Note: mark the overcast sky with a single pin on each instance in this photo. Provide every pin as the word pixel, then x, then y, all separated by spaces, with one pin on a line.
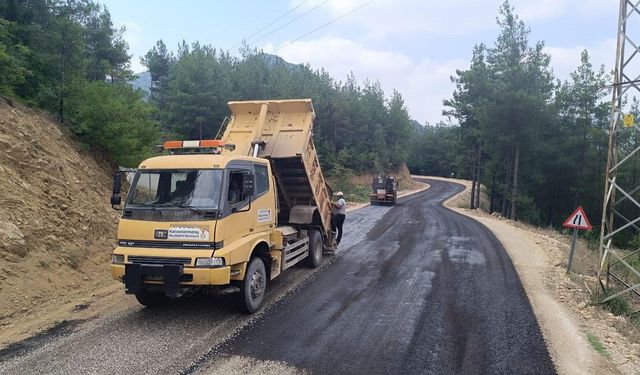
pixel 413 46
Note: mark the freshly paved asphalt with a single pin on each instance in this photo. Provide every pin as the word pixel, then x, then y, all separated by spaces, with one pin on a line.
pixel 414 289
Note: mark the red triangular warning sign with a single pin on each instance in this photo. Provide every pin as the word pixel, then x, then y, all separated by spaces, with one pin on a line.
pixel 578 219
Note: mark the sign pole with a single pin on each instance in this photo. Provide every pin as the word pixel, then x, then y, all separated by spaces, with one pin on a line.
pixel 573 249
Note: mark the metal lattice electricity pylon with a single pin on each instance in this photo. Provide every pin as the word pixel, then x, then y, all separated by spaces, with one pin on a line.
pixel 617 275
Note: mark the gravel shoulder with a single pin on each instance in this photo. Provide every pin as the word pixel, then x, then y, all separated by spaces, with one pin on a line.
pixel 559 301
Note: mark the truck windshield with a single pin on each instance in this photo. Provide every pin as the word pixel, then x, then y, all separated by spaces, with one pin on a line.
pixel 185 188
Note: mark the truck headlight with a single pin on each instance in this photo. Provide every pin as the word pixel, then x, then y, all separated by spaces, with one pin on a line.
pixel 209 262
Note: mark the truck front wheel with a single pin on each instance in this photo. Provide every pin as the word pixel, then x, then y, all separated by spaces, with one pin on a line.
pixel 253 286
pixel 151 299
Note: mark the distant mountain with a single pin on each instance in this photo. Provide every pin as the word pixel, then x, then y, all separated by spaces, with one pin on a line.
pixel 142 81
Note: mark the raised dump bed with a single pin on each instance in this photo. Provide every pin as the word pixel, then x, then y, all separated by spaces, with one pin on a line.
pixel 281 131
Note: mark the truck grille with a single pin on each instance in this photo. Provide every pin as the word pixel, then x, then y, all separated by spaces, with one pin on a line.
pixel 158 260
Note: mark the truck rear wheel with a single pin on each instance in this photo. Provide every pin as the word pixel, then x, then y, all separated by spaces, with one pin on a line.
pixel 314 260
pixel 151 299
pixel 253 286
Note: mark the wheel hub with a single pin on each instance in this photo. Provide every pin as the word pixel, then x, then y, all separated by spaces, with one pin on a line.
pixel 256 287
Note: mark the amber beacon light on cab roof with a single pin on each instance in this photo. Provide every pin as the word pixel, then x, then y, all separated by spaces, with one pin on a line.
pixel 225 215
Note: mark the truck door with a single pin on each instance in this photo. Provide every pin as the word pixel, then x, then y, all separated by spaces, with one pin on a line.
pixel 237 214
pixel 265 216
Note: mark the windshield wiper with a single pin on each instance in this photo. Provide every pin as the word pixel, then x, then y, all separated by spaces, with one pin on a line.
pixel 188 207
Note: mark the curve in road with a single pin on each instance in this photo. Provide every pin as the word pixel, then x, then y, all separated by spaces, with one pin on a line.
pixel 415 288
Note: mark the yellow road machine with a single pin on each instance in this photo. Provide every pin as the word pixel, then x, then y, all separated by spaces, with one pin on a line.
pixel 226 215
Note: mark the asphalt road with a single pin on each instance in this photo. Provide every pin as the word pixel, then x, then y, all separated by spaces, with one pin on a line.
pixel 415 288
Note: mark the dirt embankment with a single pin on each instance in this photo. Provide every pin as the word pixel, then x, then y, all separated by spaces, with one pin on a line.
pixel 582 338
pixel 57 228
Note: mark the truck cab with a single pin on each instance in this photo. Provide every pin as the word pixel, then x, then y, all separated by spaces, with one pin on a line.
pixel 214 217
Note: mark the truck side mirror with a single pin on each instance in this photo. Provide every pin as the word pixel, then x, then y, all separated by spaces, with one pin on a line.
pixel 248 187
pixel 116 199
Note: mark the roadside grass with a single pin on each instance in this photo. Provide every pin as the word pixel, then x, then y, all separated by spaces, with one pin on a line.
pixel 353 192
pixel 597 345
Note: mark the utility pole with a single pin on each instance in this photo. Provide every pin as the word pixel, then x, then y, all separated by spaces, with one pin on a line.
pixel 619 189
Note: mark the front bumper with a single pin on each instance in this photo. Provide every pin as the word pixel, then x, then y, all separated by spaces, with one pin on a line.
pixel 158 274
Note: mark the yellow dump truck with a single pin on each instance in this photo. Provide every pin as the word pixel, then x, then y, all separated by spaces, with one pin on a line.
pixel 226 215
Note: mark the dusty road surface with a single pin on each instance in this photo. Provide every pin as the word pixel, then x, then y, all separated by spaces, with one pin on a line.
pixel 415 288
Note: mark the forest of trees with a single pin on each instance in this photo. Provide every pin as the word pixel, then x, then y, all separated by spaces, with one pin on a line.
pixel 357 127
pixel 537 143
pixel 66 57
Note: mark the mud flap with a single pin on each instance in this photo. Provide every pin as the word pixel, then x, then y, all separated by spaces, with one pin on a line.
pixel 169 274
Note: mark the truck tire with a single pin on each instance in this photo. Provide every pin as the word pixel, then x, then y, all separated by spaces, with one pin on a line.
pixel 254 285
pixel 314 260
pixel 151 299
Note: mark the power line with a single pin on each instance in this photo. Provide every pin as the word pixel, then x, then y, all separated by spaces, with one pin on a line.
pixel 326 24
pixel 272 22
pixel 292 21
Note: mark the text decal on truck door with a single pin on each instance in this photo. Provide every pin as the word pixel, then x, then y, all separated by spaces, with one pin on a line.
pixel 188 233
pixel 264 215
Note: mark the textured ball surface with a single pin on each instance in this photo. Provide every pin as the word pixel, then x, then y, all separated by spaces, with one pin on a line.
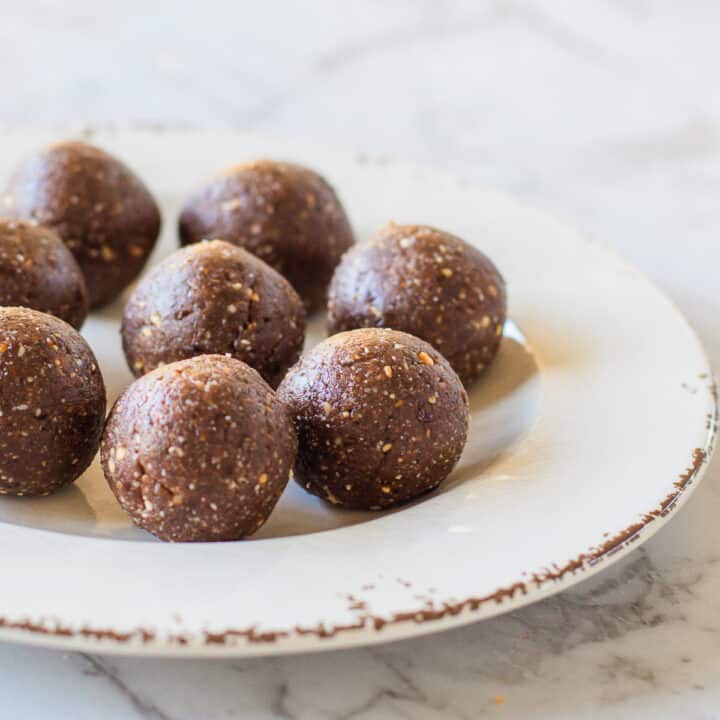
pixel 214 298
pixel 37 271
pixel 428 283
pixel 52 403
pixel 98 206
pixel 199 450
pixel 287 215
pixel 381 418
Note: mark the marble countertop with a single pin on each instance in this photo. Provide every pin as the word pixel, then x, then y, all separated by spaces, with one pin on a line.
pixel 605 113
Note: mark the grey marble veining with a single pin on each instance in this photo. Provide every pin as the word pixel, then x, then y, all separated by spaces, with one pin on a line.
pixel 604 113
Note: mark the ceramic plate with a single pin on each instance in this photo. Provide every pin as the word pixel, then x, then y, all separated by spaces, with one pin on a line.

● ● ●

- **WORK TO BE COMPLETED**
Print the records again exactly, pictures excluded.

- **COMPLETED TASK**
Note: mark the overcast sky with a single pin on each instance in this photo. Provide every pin as the word pixel, then x, then y, all separated by spaces, with one pin on a line.
pixel 413 46
Note: mark the freshly paved asphalt with a single pin on each instance in this photo. Provide every pin as the word pixel, then x, then y, all separated by spaces, with one pin on a line.
pixel 414 289
Note: mark the red triangular warning sign with a single pin on each instance in this photo. Provide every pin as the word pixel, then x, then y, all separated by spaces, with one pin on a line.
pixel 578 219
Note: mark the sign pole with a single pin on each instance in this photo. Provide every pin as the word pixel, then x, then y, all separated by spaces, with one pin on a line.
pixel 573 249
Note: mark the metal lattice electricity pylon with a single pin on each instance in this photo. Provide every pin as the word pixel, then x, then y, all separated by spaces, with one pin on a line.
pixel 617 275
Note: mark the gravel shoulder with a single pin on each instance in this photo. Provide every pin as the word pixel, then x, then y, all separated by spaces, with one pin on a line.
pixel 559 301
Note: mark the truck windshield with a single pin on each instance in this photo. Provide every pin as the word pixel, then x, then y, all separated by spaces, with one pin on a line.
pixel 185 188
Note: mark the truck headlight with a single pin on each instance in this photo. Provide every pin as the word pixel, then x, then y, all separated by spaces, with one pin on a line.
pixel 209 262
Note: mark the truck front wheel with a single pin on each instance in this photo. Provide every pin as the word pixel, then x, then y, all separated by spaces, with one pin on a line.
pixel 253 286
pixel 151 299
Note: mark the distant mountain with a single pin on each instance in this photo. Provide every pin as the word pixel, then x, then y, all separated by spaces, with one pin on a line.
pixel 142 81
Note: mark the raised dump bed with a single pin on each instance in this photo. Provide every pin as the word pixel, then x, then y, all separated by spaces, with one pin on a line.
pixel 281 131
Note: mark the truck grille with a single pin on each instance in this photo. Provide every pin as the word pixel, then x, then y, all separated by spaces, with one pin on a line.
pixel 158 260
Note: mark the truck rear wheel with a single pin on each instance in this photo. Provide every pin as the word pixel, then x, then y, all separated by spaces, with one pin on a line.
pixel 314 260
pixel 151 299
pixel 253 286
Note: mark the wheel hub with a single pin on each instance in this photo. Provide every pin as the word pixel, then x, then y, all separated by spaces, with one pin on a line.
pixel 256 287
Note: mark the amber beacon light on cab roof with a single pin on each instance in this photo. Provide every pin as the word pixel, then x, then y, all separated by spaces, with one pin on a line.
pixel 225 215
Note: mark the truck door with a single pin on each instance in this photo. Provide every pin as the word pixel, then x, then y, all separated by spaces, with one pin on a line.
pixel 237 214
pixel 265 216
Note: mark the windshield wiper with a single pin on each instance in this photo. Provide every pin as the word pixel, then x, then y, all separated by spaces, with one pin on a line.
pixel 188 207
Note: mark the curve in road with a single pin on each instance in this photo. Provide every pin as the word pixel, then x, then y, all separated by spaces, with one pin on a line.
pixel 415 288
Note: mark the yellow road machine with a single pin on each instance in this photo. Provide every pin as the word pixel, then x, then y, all separated by spaces, with one pin on a line.
pixel 226 215
Note: mark the asphalt road with a single pin on each instance in this photo. Provide every pin as the word pixel, then x, then y, all separated by spaces, with one pin on a line.
pixel 415 288
Note: mark the dirt embankment with a single pin on each instance in this photo. Provide every pin as the word pixel, then x, then y, all separated by spaces, with one pin on a line.
pixel 582 338
pixel 57 228
Note: mark the truck cab with a single pin on each instance in this photo. Provide every pin as the word pixel, then x, then y, all separated by spaces, with one pin on a line.
pixel 214 217
Note: mark the truck side mirror with a single pin on each instance in this photo. Provide every pin as the word pixel, then x, then y, all separated by spaces, with one pin on a line.
pixel 248 187
pixel 116 199
Note: mark the roadside grass with a single pin on each instance in this photo. Provide every pin as the word pixel, then x, then y, all separated by spaces, with one pin on a line.
pixel 353 192
pixel 597 345
Note: mark the utility pole with a single pin on each instance in this photo. Provide every pin as the word pixel, then x, then y, all separated by spaces, with one pin on a line.
pixel 619 189
Note: mark the front bumper with a single pin on each instance in this photo. Provide every pin as the word pixel, then x, then y, all separated by spaces, with one pin on a line.
pixel 158 274
Note: mark the yellow dump truck with a single pin on each instance in this photo. Provide every pin as the word pixel, then x, then y, all separated by spaces, with one pin on a line.
pixel 226 215
Note: mark the dusty road surface with a single pin on each instance in this photo. Provide every pin as the word pixel, then x, then y, all separated by spaces, with one pin on a line.
pixel 415 288
Note: mark the forest of trees with a single pin on each instance in this photo. Provide every pin as the word pixel, then x, then y, all separated by spaces, with one pin on a line.
pixel 357 127
pixel 537 143
pixel 66 57
Note: mark the mud flap with a single pin on each instance in this photo. Provide every pin as the word pixel, then x, then y, all separated by spaces, with one pin on a line.
pixel 169 274
Note: mark the truck tire with a single pin on each instance in this photo. Provide every pin as the word pixel, then x, then y, all separated by spaces, with one pin on a line.
pixel 254 285
pixel 314 260
pixel 151 299
Note: mark the power line with a single pin on each instance in this photo. Provide every pin as the word pixel, then x, then y, all separated by spaces, with one pin on a line.
pixel 326 24
pixel 272 22
pixel 292 21
Note: mark the text decal on truck door with a single pin on each instance in this photo. Provide every pin as the word pixel, then x, then y, all separated by spaces, with one pin on a line.
pixel 188 233
pixel 264 215
Note: mark the textured ball surface with a single pin on each instance in this photo. Provide every pin as the word pixel, then x, then y, all separated by spaces, with one pin on a line.
pixel 214 298
pixel 37 271
pixel 428 283
pixel 52 403
pixel 98 206
pixel 199 450
pixel 287 215
pixel 381 418
Note: mark the marble countertop with a single pin on each instance in this photo. Provide every pin as the word pixel, then x, then y, all separated by spaces, with one pin on a line.
pixel 605 113
Note: mark the grey marble veining with a single pin on each instance in this photo. Provide every pin as the word pixel, then x, then y, all separated by spaces, with one pin on a line.
pixel 604 113
Note: mark the ceramic plate with a single pin on each instance in this photo. Provide every pin as the word pixel, then x, then y, all separated by spaces, with one pin on a line.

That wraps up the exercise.